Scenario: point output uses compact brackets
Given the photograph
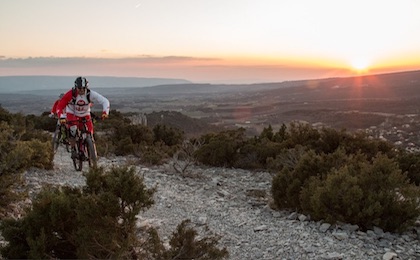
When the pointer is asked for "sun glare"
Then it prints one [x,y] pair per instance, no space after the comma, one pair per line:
[360,65]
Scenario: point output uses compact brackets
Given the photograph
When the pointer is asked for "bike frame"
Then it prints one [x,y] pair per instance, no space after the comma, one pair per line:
[85,145]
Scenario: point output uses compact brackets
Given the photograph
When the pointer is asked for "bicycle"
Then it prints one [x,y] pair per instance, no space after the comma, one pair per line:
[60,137]
[84,148]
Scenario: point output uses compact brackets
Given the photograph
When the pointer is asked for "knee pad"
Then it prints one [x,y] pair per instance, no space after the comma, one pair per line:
[73,130]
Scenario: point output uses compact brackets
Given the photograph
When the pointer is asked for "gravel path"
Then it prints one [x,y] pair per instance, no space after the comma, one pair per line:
[234,203]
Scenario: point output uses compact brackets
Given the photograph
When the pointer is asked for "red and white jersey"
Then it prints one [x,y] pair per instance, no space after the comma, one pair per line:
[81,106]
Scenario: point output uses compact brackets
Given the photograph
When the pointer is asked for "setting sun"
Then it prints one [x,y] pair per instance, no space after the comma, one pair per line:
[360,65]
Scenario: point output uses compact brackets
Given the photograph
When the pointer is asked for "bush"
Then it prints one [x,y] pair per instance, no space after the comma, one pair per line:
[97,222]
[351,189]
[221,149]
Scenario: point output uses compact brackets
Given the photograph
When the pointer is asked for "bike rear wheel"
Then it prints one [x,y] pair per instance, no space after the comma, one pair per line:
[56,139]
[91,149]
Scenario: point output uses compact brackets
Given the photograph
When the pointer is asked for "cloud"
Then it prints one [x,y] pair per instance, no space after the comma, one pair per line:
[62,61]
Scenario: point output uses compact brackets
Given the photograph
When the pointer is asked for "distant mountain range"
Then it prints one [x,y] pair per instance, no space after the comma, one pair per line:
[407,82]
[16,84]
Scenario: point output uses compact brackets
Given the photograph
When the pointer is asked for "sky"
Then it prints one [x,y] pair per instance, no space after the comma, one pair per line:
[212,41]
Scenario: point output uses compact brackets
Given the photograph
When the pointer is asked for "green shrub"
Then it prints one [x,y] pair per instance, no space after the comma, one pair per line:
[364,193]
[410,163]
[170,136]
[98,222]
[221,149]
[185,246]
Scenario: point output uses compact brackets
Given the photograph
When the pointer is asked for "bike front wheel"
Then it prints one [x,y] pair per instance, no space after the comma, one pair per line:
[77,161]
[91,149]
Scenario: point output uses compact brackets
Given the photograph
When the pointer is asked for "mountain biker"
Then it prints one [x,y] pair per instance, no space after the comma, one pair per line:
[54,108]
[76,104]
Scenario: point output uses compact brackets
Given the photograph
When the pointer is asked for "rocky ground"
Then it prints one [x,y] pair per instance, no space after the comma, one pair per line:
[234,204]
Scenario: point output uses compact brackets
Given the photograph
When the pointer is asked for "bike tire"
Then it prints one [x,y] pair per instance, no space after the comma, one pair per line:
[56,139]
[77,162]
[91,149]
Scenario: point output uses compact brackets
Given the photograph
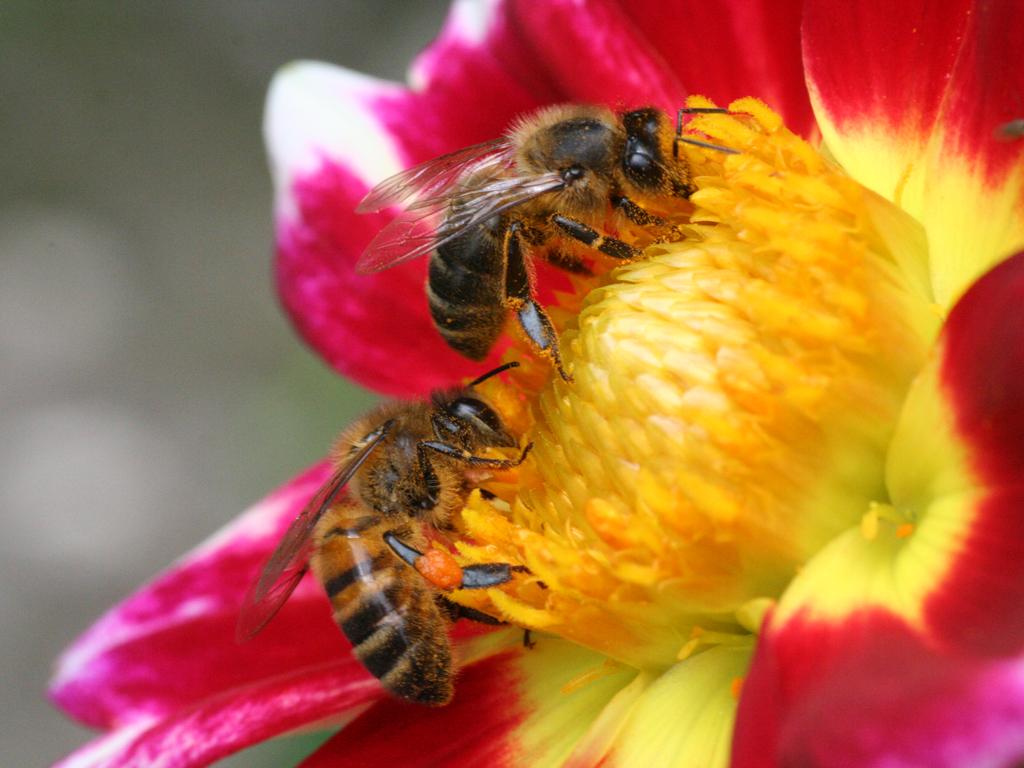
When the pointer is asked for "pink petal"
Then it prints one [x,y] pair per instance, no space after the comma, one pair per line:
[235,719]
[172,643]
[594,53]
[868,692]
[883,62]
[981,604]
[376,329]
[473,730]
[726,50]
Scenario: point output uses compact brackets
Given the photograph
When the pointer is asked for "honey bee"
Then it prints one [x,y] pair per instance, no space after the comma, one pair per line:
[409,467]
[554,179]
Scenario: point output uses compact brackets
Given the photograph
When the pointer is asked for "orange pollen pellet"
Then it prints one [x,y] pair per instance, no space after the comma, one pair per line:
[438,567]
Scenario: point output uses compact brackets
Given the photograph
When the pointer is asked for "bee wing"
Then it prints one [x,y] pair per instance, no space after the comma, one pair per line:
[290,560]
[435,176]
[431,222]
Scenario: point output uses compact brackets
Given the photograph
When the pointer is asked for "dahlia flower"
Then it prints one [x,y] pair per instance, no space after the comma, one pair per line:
[775,519]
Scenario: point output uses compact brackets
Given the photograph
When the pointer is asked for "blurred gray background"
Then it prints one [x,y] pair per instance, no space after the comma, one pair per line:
[150,386]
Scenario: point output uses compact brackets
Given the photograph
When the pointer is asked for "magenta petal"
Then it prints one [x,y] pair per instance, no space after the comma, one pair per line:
[593,52]
[476,729]
[868,692]
[726,50]
[332,135]
[172,643]
[236,719]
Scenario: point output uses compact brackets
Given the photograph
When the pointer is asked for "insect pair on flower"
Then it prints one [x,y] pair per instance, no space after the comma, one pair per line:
[546,189]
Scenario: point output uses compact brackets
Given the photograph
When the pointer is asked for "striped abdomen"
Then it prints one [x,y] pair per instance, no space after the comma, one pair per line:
[386,610]
[466,291]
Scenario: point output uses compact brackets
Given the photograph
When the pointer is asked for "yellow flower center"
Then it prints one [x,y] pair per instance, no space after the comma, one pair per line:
[734,393]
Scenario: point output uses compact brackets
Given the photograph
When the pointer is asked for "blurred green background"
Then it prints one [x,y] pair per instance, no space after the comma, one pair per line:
[150,386]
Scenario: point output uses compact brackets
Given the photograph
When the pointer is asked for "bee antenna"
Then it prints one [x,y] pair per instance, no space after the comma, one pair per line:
[698,142]
[495,372]
[680,138]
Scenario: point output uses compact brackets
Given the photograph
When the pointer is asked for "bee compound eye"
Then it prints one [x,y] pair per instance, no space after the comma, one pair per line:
[572,173]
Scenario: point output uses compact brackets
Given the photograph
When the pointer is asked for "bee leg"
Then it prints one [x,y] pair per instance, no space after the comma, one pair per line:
[472,577]
[617,249]
[455,611]
[477,461]
[519,298]
[537,325]
[642,217]
[567,261]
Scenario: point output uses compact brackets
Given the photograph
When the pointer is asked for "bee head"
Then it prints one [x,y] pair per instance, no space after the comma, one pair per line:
[477,421]
[579,143]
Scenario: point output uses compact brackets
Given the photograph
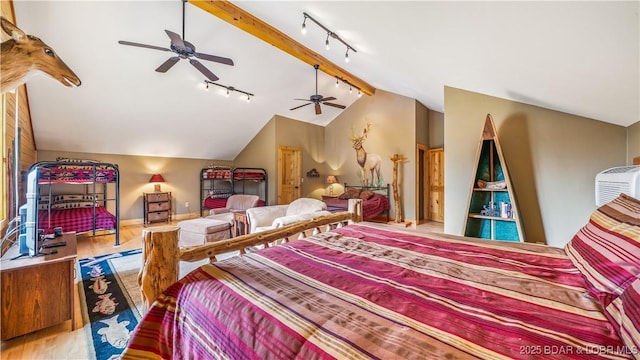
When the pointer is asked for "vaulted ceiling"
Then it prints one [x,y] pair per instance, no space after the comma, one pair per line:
[576,57]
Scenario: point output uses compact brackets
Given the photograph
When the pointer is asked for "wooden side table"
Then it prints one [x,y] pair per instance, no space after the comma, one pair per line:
[240,223]
[38,292]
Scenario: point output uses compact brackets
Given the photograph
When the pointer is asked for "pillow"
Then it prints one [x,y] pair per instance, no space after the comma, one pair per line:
[607,249]
[366,194]
[624,315]
[350,193]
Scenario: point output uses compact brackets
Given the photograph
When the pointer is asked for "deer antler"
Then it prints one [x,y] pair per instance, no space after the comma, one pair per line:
[25,55]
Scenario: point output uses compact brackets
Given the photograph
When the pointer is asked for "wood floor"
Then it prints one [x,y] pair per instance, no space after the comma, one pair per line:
[59,342]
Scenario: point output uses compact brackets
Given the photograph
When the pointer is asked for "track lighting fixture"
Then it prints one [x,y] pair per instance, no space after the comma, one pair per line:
[351,86]
[229,89]
[329,34]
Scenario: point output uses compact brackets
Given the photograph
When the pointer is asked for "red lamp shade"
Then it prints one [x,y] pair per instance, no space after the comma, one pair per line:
[157,179]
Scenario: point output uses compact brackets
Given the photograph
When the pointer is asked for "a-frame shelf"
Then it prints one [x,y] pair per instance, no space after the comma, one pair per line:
[493,211]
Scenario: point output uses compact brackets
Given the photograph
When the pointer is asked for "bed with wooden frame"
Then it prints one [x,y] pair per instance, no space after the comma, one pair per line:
[375,292]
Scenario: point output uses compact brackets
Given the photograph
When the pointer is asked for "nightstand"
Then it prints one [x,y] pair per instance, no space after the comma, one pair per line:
[157,207]
[240,223]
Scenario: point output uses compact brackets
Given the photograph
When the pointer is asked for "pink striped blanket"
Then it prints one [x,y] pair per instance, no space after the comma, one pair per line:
[362,292]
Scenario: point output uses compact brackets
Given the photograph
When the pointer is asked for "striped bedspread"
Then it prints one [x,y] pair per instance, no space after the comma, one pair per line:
[365,292]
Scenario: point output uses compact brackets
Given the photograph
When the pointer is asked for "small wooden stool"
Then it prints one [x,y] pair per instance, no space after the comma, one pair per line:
[158,244]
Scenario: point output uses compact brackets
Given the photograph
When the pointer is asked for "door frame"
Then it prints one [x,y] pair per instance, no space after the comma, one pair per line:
[298,180]
[422,195]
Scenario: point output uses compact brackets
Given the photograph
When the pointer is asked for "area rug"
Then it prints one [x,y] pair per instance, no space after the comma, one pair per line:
[110,299]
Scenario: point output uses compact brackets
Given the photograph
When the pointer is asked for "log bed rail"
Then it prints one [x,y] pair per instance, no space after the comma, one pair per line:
[161,253]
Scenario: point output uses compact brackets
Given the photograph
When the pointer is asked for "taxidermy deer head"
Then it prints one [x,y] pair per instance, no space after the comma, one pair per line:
[24,55]
[369,163]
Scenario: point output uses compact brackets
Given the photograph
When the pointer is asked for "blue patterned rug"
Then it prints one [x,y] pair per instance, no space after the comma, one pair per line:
[110,301]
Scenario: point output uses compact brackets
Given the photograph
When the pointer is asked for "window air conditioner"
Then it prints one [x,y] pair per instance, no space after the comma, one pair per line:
[611,182]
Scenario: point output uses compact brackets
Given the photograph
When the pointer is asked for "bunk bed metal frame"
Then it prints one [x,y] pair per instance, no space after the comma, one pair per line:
[237,176]
[90,183]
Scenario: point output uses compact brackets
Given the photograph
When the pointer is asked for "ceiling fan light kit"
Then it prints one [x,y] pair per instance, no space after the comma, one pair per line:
[318,99]
[229,89]
[184,50]
[329,34]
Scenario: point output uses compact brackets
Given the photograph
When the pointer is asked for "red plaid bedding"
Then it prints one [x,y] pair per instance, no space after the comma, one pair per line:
[84,174]
[210,203]
[76,219]
[364,292]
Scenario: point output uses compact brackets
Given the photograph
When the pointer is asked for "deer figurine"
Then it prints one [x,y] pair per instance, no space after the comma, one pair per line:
[25,55]
[369,163]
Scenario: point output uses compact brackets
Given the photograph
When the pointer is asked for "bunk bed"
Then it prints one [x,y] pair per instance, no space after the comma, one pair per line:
[93,211]
[375,201]
[219,182]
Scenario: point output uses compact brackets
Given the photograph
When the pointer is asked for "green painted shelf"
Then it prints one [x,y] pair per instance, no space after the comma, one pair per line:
[493,211]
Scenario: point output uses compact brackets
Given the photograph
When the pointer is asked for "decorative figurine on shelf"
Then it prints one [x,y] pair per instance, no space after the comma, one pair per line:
[490,209]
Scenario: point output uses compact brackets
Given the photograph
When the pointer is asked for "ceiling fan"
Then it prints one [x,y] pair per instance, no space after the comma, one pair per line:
[317,98]
[184,50]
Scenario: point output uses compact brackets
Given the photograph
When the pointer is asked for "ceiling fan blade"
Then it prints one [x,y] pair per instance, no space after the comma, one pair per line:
[142,45]
[176,40]
[198,65]
[336,105]
[297,107]
[219,59]
[168,64]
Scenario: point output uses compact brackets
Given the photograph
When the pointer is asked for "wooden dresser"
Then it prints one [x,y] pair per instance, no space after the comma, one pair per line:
[38,292]
[157,207]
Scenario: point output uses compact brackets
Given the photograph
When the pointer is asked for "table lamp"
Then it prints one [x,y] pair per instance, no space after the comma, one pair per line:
[331,179]
[157,179]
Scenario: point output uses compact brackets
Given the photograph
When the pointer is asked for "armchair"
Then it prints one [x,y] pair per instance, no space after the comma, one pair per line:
[234,203]
[275,216]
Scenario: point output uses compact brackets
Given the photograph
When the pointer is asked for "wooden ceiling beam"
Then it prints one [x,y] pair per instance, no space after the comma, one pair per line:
[234,15]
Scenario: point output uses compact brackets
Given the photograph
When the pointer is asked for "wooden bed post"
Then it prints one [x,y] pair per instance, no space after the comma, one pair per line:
[160,262]
[161,254]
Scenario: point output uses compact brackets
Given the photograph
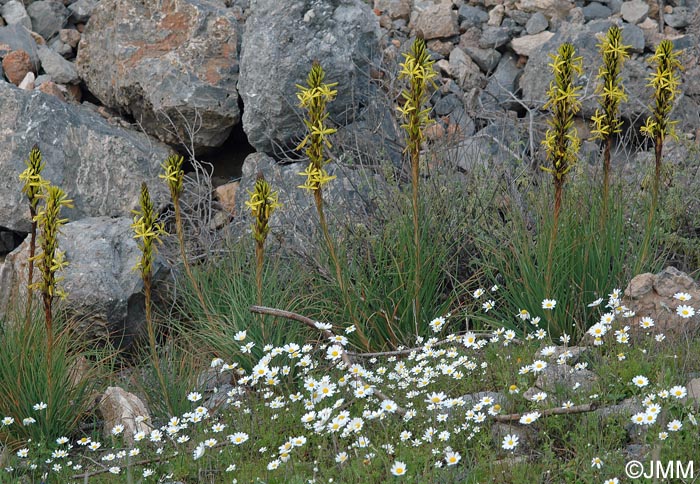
────────────────────
## [Exercise description]
State how many lines in the rows above contain the string "wooden". Reply with the number alone.

## [Exercise answer]
6